* _TASK PROMPT_
Could you write out the rows again, starting at the line containing "Check that every instance of the stone" and ending with the last line of the rows, both included, requests kept as they are? Multiply every x and y keypoint coordinate in the answers by 0.55 and round each to a whole number, with halves rounding up.

* _DATA TO PROCESS_
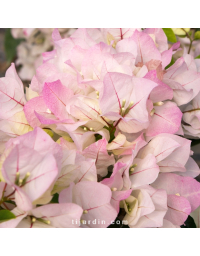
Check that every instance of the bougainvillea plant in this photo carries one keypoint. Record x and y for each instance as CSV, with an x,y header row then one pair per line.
x,y
98,139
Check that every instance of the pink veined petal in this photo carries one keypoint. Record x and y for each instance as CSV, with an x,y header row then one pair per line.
x,y
166,119
146,47
185,186
162,91
65,215
145,172
99,152
36,104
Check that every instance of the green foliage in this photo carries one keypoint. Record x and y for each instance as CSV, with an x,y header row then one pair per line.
x,y
6,215
189,223
170,35
197,35
10,45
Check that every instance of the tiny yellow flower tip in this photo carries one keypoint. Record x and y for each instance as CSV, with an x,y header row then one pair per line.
x,y
159,103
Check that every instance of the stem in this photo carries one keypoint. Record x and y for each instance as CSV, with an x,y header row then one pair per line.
x,y
191,110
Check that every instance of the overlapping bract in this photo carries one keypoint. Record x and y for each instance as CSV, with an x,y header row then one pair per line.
x,y
113,111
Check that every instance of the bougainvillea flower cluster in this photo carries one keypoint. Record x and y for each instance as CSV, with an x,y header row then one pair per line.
x,y
98,135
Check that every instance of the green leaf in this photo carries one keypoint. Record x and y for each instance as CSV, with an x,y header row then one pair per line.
x,y
6,215
10,45
197,35
170,35
170,64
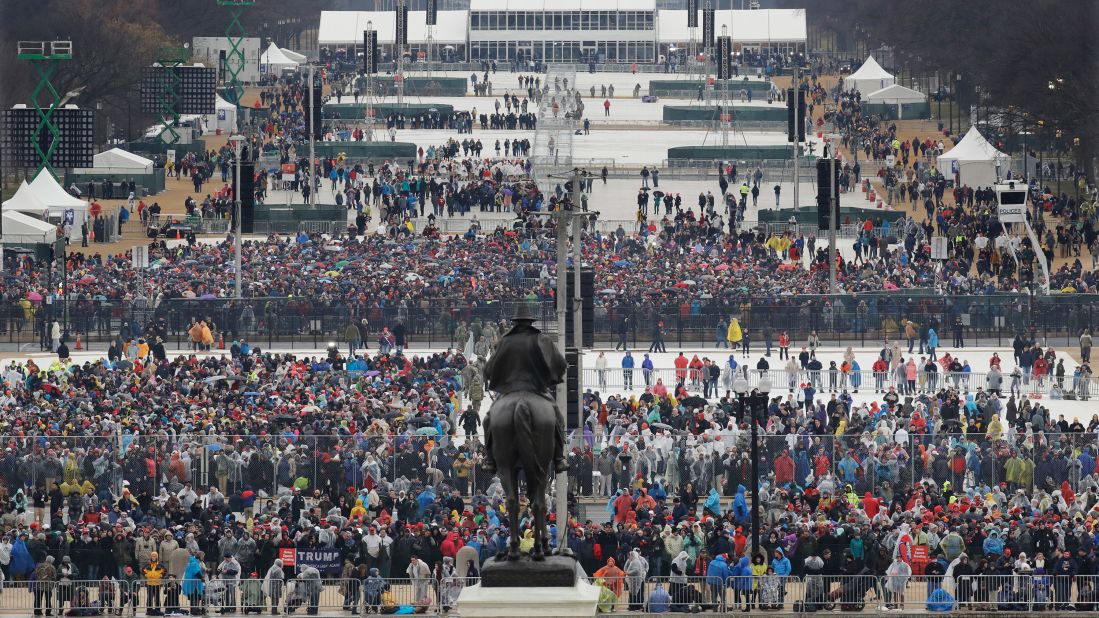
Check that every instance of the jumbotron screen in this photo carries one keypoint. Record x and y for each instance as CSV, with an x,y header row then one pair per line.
x,y
197,88
76,143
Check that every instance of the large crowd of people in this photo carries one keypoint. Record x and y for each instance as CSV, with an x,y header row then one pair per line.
x,y
212,465
178,482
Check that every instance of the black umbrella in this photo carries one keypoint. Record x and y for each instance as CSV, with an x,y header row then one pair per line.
x,y
694,401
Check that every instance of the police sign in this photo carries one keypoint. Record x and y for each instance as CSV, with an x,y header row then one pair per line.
x,y
1011,203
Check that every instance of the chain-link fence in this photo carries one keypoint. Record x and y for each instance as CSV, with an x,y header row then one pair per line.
x,y
862,320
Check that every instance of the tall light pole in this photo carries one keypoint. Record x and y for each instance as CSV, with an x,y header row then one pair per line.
x,y
748,407
797,132
312,155
237,243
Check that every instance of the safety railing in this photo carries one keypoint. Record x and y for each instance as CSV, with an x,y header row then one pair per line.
x,y
824,379
1021,592
308,594
62,596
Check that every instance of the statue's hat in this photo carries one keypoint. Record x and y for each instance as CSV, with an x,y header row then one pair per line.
x,y
523,313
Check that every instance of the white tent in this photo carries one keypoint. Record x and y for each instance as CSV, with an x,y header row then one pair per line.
x,y
118,161
895,95
274,61
300,58
975,161
23,229
224,118
869,78
25,200
43,197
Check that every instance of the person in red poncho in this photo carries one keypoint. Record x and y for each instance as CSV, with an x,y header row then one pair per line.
x,y
784,468
870,505
622,506
680,364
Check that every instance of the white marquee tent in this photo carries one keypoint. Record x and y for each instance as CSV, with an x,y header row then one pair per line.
x,y
224,118
895,95
118,161
23,229
44,198
869,78
293,55
275,61
974,159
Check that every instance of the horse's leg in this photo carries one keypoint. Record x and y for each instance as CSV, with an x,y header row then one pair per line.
x,y
513,523
539,507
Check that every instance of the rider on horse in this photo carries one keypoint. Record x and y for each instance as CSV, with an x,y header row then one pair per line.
x,y
526,361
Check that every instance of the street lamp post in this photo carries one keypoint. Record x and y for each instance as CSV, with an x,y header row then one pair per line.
x,y
748,405
237,243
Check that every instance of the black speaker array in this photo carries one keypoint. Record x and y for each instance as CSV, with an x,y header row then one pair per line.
x,y
828,175
574,395
587,308
708,24
724,54
370,52
432,14
795,118
247,194
402,25
315,101
76,138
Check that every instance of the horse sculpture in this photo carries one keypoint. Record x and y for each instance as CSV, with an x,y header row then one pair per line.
x,y
519,427
523,429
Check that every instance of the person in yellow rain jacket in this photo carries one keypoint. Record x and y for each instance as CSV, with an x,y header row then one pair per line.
x,y
154,576
734,334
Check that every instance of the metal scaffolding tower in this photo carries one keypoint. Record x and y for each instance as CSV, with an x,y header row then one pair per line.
x,y
234,61
45,55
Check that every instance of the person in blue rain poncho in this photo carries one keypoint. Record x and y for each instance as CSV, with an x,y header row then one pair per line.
x,y
193,582
712,504
740,506
21,564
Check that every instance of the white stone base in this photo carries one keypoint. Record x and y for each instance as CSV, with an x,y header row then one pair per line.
x,y
581,599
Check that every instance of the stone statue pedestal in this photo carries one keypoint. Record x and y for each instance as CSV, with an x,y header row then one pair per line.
x,y
524,587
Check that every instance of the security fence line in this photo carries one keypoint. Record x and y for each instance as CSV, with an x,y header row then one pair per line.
x,y
824,381
1021,592
270,465
862,319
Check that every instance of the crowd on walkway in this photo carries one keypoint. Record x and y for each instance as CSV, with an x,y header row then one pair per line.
x,y
212,465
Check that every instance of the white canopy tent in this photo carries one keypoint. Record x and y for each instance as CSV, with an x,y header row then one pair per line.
x,y
895,95
975,161
23,229
118,161
300,58
224,117
869,78
274,61
44,198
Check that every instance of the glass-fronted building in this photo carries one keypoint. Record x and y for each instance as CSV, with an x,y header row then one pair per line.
x,y
569,31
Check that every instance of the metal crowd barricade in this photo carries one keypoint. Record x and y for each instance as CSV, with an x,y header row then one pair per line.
x,y
1023,592
767,592
685,595
846,593
344,595
59,596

* _ANSWER TO THE EXERCISE_
Check that every instance of the stone statue pedestal in this photo carries one keypoint. Record x and y for each instance as CSV, with an x,y header row then one pair per line.
x,y
288,323
Check that every instance of the security fence line in this photo carries one keypoint. Record x and y for each instance as CSV, with an x,y header row then one pair per line.
x,y
453,210
562,326
149,256
474,175
Check that every instance of the crowd on walkway in this photo carries one keypoint. Record x and y for each instance as CSV, with an x,y header row then one pair per line.
x,y
117,256
Check that every instance of the white canopy tent in this photo carries one keypoint. Record x and y for each instance as CSV, with an x,y header row then one pair per line.
x,y
492,52
536,89
13,126
65,89
165,32
123,64
478,43
151,34
24,109
Check that every instance of the glass-fronted building in this photo carries one keypoint. Record x and y for each instance as CSV, with an x,y header row then one pair per line.
x,y
313,17
Check that every instance of the metal crowd barricade in this photo carries one keypoint. Record x and y for each instance as CSV, with an x,y header row then one pair per line.
x,y
563,326
422,326
377,327
465,326
189,327
32,328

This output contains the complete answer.